WORK TO COMPLETE
Emit only the lines from the line containing "Place one keypoint on each instance of the brick" through the last line of the entries, unchanged.
☆ ☆ ☆
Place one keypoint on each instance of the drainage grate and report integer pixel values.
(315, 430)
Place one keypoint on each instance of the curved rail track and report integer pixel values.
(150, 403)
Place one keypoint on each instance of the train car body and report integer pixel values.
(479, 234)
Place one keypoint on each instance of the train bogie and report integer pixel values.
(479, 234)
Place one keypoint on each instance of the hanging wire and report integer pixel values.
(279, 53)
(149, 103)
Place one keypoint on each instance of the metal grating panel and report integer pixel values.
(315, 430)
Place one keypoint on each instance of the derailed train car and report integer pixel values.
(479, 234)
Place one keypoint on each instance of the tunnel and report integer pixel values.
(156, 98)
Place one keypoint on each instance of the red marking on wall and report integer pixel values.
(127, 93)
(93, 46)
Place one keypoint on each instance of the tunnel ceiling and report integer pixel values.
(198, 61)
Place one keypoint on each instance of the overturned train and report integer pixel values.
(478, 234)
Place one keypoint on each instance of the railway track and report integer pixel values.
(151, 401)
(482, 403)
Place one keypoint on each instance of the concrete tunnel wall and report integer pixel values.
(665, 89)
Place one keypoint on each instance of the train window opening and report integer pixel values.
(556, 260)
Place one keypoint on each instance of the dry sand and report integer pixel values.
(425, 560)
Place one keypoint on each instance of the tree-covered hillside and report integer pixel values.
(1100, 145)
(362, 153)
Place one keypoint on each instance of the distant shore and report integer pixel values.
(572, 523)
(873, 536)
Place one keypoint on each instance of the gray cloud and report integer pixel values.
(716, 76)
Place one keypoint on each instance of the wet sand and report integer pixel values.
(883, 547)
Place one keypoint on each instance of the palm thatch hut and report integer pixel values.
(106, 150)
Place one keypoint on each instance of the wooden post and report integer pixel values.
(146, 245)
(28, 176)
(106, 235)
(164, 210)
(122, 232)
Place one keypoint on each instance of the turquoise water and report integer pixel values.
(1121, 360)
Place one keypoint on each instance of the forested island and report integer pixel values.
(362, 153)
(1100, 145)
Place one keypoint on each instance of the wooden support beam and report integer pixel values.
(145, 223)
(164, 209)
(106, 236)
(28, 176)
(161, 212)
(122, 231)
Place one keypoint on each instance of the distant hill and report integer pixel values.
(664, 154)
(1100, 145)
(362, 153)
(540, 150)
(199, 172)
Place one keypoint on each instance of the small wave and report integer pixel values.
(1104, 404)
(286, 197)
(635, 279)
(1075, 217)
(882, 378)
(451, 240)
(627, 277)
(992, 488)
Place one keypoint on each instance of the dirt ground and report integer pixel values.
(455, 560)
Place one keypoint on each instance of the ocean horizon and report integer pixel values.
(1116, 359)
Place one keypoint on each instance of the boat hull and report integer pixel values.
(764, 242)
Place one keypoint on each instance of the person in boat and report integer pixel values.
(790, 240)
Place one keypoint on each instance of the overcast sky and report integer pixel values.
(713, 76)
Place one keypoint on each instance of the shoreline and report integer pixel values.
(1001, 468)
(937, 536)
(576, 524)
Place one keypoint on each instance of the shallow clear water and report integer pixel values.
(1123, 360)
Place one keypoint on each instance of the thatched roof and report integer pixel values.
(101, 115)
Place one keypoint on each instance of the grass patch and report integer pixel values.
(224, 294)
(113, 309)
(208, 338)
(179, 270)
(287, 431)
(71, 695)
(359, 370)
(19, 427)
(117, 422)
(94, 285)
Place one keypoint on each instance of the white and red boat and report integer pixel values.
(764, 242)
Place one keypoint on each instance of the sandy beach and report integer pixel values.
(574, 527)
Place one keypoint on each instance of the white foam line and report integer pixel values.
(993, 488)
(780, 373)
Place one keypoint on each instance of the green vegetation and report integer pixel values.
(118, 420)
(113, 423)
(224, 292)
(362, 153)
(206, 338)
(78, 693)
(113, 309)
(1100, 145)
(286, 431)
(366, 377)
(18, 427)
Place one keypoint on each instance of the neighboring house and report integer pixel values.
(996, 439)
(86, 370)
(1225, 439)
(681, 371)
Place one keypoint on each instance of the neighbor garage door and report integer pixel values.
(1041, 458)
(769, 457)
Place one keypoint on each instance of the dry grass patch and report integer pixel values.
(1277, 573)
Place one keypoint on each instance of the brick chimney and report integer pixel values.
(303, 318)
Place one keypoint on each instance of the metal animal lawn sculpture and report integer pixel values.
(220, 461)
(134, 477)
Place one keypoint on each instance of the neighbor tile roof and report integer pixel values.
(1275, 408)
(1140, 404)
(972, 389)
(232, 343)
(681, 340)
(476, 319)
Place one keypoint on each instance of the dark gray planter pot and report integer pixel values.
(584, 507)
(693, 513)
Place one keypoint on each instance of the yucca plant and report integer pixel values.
☆ ☆ ☆
TASK SOLUTION
Place one keypoint on each instance of the brick chimney and report integer pixel values.
(303, 318)
Place one keypoint on each instance of the metal animal lawn sculpture and report integer pixel values.
(220, 461)
(134, 477)
Place one keypoint on each instance of the neighbor tile roof and report integer pixel values.
(1275, 408)
(1140, 404)
(972, 389)
(232, 343)
(681, 340)
(476, 319)
Place one keypoint on each instance of the dark gray planter pot and report integer pixel values.
(584, 507)
(693, 513)
Place one keypoint on each instance of the yucca plant and report integer pixel values.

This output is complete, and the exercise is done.